▶ [Directive a]: In the passage on Altiris Asset Management Suite, which two Symantec suites does it draw its data from?

Managing vendor contracts, controlling hardware and software costs and optimizing IT assets to meet organizational requirements constitute critical chores for IT professionals. Symantec's Altiris Asset Management Suite 7.1 aims to remove the hassle from IT asset management by giving enterprises the detailed information they need to make smart, informed decisions. Such tools are a necessity in today's cost-conscious workplace.

Altiris Asset Management Suite (AMS) culls data from Symantec's Client Management Suite (CMS) and Server Management Suite (SMS). AMS also integrates with similar Microsoft discovery tools so IT departments can tap installed investments.

Advantages

IT departments often find it tough to tease out relationships between hardware, software, associated contracts, end users and user groups. Altiris AMS takes away the pain of guessing who has what system, who has what installed on their system and when their licenses are due for renewal.

The downloadable suite provides a wizard that assesses whether a system meets the minimum product requirements and will add any missing applications if prompted — a cool feature that saves the administrator time during installation. After ensuring that my hardware met the minimum product requirements prior to the installation, AMS downloaded successfully. The installation and initial setup were painless.

Why It Works for IT

AMS's user interface logically divides hardware and software. An application metering capability provides insight into which applications have been installed, which have been paid for and which are being used. Such information makes this a real cost-cutting tool for IT.

IT managers can also see the full cradle-to-grave lifecycle of an asset, including contracts of all types associated with hardware and software, purchase orders, service-level agreements, warranties and even retirement and disposal documentation.

▶ [Data records]:

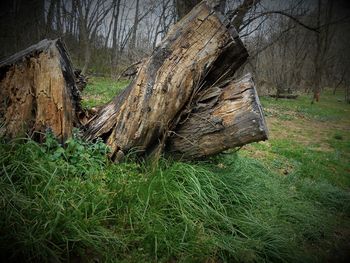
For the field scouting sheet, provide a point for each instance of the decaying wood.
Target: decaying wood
(183, 96)
(38, 91)
(197, 52)
(226, 116)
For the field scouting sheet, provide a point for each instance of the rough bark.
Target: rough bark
(196, 53)
(38, 92)
(184, 90)
(227, 115)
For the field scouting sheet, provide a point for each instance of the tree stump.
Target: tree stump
(225, 116)
(38, 92)
(198, 50)
(183, 96)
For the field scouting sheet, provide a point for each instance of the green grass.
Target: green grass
(101, 90)
(329, 108)
(285, 200)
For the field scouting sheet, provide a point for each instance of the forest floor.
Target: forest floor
(283, 200)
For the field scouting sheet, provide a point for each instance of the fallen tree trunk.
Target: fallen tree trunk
(225, 116)
(284, 96)
(197, 52)
(38, 91)
(183, 90)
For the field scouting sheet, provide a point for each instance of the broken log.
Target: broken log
(184, 90)
(197, 52)
(38, 92)
(225, 116)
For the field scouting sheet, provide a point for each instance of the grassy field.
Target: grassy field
(283, 200)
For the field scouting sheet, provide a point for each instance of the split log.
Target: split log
(38, 91)
(225, 116)
(198, 51)
(184, 88)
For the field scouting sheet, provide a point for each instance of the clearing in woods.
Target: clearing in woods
(286, 199)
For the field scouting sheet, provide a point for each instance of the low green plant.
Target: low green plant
(61, 203)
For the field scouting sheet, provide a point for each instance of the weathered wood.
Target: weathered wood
(197, 52)
(38, 92)
(225, 116)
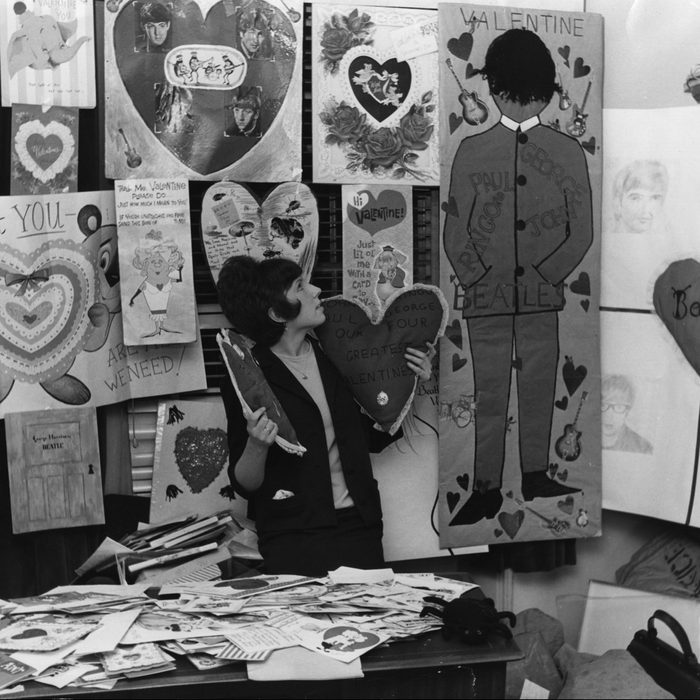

▶ [Directive b]: Turn the records, starting at the line that contains "the split log." and ending at the end of the records, into a JSON list of strings with one string per line and no blank lines. Leave the pictures out.

▶ [Task result a]: Symantec's Client Management Suite (CMS) and Server Management Suite (SMS).

▶ [Task result b]:
[
  "For the field scouting sheet, provide a point for each instance of the split log.",
  "Target: split log",
  "(38, 91)",
  "(225, 116)",
  "(198, 51)",
  "(184, 88)",
  "For the field scouting sheet, provide a point for each instance of the clearing in woods.",
  "Target: clearing in woods",
  "(286, 199)",
  "For the field scouting sheet, provide a point for each instance of the low green plant.",
  "Target: low green plant",
  "(61, 203)",
  "For the field scouting sheet, provide a point for each instance of the weathered wood.",
  "Target: weathered wood",
  "(197, 52)",
  "(38, 92)",
  "(225, 116)"
]